TRY IT:
Among the lines below, a stretch begins at the one with "Can you find the truck shadow?" and ends at the one with "Can you find the loader". Repeat that stretch exactly, ends included.

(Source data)

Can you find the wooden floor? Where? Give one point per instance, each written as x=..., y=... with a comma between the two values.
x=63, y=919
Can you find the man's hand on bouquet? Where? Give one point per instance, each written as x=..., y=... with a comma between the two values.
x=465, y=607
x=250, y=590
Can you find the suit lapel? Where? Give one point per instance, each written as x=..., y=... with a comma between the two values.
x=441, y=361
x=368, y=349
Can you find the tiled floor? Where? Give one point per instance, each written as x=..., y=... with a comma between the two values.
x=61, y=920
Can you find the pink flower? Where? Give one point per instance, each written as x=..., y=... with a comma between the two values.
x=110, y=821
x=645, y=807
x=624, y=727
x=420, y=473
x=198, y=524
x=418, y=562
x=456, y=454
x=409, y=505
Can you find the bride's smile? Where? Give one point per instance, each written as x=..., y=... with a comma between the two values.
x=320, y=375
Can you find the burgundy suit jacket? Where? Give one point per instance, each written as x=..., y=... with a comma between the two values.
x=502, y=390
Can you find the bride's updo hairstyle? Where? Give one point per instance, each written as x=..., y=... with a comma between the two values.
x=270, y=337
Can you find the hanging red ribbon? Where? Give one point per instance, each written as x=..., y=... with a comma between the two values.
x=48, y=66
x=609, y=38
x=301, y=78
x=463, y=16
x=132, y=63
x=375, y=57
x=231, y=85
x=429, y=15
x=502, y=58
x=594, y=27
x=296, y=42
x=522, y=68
* * *
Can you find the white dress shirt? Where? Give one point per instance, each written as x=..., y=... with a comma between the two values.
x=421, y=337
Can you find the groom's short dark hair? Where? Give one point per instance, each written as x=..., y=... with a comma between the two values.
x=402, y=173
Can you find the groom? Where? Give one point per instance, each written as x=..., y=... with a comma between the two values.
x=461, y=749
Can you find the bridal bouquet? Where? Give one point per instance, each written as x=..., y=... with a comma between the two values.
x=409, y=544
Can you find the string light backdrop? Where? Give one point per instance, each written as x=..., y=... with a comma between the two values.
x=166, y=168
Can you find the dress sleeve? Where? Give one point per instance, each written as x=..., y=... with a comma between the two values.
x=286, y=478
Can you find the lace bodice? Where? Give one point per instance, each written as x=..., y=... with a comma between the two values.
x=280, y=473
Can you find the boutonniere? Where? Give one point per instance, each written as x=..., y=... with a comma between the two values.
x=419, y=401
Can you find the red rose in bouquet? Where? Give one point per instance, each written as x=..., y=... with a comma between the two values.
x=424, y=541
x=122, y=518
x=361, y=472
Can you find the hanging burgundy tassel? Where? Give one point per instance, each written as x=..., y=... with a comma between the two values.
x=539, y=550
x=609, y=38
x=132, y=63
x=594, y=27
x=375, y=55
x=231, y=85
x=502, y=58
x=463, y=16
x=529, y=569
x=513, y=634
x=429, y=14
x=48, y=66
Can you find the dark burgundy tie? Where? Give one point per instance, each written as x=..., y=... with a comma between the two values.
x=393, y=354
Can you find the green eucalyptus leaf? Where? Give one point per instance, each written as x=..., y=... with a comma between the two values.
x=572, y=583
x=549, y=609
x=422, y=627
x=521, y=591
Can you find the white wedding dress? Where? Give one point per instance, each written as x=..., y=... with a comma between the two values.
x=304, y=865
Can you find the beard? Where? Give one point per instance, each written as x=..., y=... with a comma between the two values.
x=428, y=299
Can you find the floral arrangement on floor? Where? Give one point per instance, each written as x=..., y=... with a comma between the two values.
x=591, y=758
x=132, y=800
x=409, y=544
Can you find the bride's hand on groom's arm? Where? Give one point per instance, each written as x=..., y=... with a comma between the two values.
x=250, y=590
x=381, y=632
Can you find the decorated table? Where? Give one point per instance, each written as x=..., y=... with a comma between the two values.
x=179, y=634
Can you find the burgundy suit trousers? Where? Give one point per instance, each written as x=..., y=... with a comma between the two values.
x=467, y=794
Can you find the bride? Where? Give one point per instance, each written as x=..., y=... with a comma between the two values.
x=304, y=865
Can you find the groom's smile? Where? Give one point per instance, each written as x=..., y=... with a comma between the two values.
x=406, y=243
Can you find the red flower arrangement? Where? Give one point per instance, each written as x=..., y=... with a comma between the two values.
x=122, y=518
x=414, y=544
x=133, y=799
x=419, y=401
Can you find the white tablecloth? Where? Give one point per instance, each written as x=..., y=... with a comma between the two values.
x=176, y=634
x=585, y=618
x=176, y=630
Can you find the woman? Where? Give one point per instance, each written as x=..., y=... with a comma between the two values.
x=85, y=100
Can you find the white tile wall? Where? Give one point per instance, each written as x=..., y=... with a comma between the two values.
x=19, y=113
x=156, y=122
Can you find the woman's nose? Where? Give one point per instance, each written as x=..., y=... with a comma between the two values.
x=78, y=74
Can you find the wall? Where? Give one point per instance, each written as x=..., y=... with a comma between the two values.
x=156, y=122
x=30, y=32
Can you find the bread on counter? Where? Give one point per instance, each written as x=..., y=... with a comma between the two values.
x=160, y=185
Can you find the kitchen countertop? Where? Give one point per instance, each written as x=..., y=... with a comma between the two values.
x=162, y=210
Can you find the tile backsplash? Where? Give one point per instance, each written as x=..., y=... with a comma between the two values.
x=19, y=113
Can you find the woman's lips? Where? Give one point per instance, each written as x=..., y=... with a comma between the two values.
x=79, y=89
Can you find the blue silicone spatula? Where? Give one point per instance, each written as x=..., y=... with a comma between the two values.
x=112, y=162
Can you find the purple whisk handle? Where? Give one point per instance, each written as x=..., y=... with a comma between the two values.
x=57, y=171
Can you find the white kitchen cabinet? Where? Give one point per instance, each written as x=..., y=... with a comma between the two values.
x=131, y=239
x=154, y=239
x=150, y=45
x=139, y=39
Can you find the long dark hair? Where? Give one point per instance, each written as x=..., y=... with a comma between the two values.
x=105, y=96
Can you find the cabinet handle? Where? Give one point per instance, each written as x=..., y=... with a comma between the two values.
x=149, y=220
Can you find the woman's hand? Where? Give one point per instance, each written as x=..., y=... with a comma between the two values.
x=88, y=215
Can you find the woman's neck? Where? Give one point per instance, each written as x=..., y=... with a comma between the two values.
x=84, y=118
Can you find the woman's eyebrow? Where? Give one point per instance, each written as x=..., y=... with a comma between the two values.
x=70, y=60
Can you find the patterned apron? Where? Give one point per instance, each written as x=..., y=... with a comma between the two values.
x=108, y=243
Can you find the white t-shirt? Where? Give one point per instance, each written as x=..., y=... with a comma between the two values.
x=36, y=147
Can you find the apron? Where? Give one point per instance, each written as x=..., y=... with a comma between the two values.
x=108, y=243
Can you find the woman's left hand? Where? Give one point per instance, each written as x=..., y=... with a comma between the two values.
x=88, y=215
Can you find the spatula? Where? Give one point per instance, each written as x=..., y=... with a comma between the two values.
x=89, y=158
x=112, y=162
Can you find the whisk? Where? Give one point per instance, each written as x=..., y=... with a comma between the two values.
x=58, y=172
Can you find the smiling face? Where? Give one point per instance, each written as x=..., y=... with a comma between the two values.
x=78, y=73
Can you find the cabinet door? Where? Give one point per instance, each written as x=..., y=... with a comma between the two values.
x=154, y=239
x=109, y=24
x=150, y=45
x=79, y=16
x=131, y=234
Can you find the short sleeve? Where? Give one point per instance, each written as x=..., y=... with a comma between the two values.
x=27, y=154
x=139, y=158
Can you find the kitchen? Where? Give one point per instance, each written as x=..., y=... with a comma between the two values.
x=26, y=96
---
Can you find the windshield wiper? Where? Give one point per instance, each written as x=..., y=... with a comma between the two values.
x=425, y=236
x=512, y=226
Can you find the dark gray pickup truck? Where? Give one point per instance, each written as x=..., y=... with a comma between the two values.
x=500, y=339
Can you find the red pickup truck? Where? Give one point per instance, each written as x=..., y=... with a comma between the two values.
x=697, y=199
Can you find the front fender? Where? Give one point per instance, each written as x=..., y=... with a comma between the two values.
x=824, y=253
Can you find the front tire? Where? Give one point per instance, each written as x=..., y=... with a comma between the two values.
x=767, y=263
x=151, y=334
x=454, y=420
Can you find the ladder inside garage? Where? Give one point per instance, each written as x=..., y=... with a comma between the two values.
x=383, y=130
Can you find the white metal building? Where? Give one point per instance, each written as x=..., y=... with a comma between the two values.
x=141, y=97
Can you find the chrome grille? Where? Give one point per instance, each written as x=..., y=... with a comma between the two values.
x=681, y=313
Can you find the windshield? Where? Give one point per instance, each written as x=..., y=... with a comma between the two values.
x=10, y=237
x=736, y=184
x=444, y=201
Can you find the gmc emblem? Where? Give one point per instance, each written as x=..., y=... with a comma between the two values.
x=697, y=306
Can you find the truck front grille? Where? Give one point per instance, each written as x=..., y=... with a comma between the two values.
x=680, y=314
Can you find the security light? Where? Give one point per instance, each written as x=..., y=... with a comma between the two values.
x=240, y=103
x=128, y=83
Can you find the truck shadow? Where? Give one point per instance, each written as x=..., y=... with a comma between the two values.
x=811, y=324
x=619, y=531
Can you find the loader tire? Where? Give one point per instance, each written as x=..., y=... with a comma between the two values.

RESULT FOR THIS EXERCISE:
Can you find the truck shadow? Where? Give one point per instance, each written as x=..., y=... with a comma between the two values.
x=811, y=324
x=619, y=531
Can you find the loader tire? Where? Give one point per instance, each written as x=..., y=... with a comma between the two values.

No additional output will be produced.